# Your task:
Starting with the line containing "Detect the orange" and going on through the line containing "[37,369,200,403]", reproduce those lines of the material below, requests included, with every bounding-box coordinate scaled by 1.5 and rounded to a whole number, halves rounding up. Return only those lines.
-- BEGIN Source records --
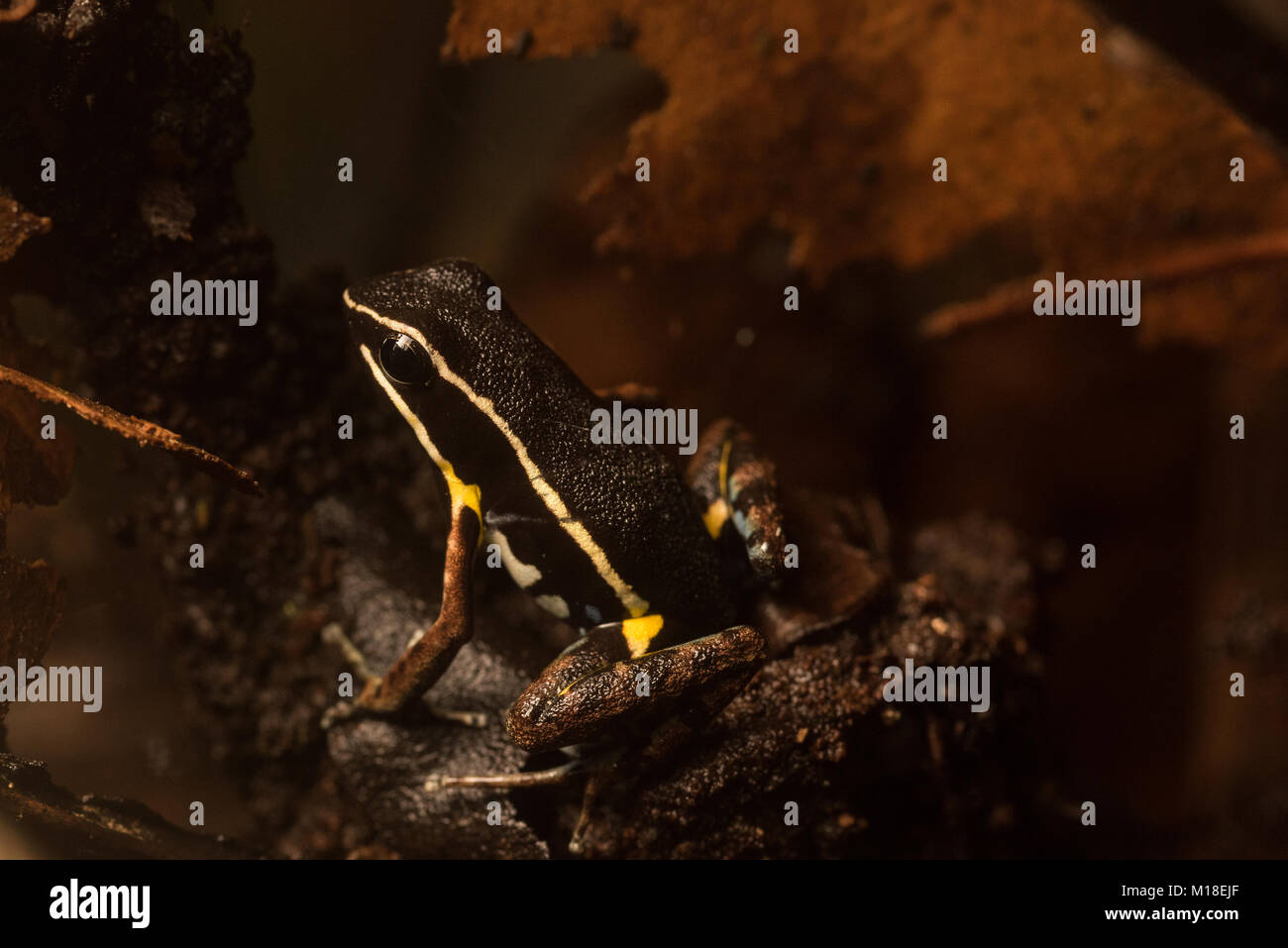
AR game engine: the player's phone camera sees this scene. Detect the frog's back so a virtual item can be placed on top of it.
-- END Source records --
-- BEGIN Source records --
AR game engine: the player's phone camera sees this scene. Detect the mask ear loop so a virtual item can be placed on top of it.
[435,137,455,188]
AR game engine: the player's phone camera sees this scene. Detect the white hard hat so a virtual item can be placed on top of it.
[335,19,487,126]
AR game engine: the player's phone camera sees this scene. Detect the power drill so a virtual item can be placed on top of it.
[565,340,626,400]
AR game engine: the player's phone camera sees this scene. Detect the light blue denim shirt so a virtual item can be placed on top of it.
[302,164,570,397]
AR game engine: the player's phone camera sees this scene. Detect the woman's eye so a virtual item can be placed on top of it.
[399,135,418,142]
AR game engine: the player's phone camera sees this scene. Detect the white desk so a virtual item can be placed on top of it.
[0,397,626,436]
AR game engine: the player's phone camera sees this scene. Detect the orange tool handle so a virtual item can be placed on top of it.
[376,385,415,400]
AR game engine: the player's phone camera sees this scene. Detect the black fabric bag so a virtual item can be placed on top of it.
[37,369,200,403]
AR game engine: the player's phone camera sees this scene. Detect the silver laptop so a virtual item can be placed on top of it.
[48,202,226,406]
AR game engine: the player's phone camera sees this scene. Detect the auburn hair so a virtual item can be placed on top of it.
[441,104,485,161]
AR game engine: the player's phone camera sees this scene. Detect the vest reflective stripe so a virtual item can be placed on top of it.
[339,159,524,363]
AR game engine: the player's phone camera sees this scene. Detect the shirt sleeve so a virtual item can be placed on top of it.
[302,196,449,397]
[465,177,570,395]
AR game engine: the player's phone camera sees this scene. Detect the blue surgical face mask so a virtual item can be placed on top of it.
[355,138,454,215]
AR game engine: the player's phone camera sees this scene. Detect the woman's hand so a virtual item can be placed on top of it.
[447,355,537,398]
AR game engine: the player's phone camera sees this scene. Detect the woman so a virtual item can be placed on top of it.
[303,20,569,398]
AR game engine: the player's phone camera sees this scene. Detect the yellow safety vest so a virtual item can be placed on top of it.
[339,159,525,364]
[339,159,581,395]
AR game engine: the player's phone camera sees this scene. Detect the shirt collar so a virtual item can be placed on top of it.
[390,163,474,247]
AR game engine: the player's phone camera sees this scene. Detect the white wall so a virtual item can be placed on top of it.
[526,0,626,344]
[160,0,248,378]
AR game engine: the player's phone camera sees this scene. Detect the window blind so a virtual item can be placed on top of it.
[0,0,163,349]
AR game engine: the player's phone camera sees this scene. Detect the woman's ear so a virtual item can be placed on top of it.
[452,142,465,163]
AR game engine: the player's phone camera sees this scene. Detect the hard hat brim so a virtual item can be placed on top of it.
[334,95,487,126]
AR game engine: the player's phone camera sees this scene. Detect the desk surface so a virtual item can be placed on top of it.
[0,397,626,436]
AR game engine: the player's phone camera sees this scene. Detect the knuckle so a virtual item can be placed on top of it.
-- END Source records --
# Response to the exercise:
AR game engine: the player's phone camera sees this scene. Detect the orange tool handle so a virtual item can be placed on top of it.
[564,578,623,600]
AR game engine: the player's phone camera sees this scene. Detect the black fabric bag so a virtual item can be placed on top of it.
[56,554,300,605]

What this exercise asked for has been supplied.